# Stated exercise:
Can you rewrite the material below with every "Target" renamed to "Object" and nothing else changed? Leave out the pictures.

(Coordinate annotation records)
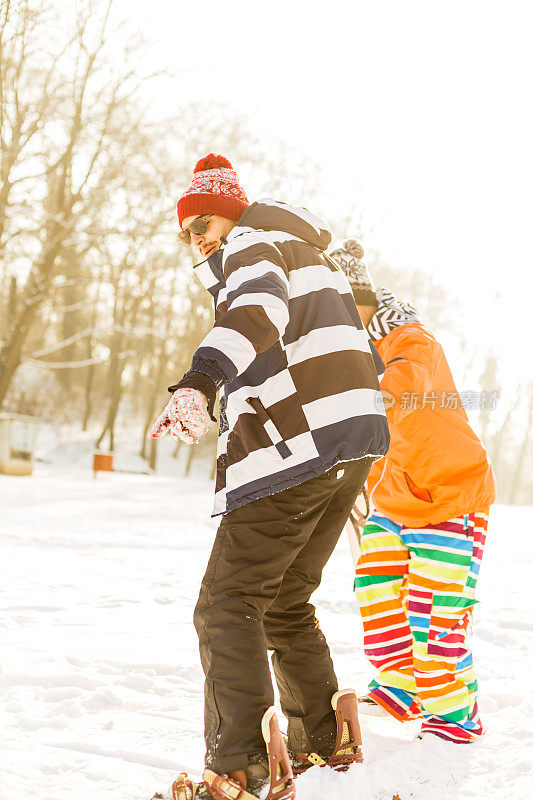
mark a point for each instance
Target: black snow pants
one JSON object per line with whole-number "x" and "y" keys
{"x": 266, "y": 561}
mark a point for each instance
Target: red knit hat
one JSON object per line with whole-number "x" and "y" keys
{"x": 214, "y": 189}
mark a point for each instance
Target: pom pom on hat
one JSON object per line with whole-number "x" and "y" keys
{"x": 212, "y": 161}
{"x": 214, "y": 189}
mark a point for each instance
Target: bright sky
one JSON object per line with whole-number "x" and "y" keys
{"x": 425, "y": 105}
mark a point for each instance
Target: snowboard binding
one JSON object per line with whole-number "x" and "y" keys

# Task answer:
mark a point for each instance
Object: black snow pants
one JSON object per line with whole-number "x" and "y" keys
{"x": 266, "y": 561}
mark a point for each instance
Object: red knit hat
one JSON object per line with whole-number "x" and "y" keys
{"x": 214, "y": 189}
mark a point for each instance
Object: pom pom on hat
one JSON object per line with whole-number "x" and "y" keys
{"x": 212, "y": 161}
{"x": 214, "y": 189}
mark a point for each instance
Object: bright sky
one JSON object per line with whole-number "x" and "y" keys
{"x": 425, "y": 105}
mark a point for each instance
Object: snowboard binding
one JSON object per line with whole-number "x" and "y" keys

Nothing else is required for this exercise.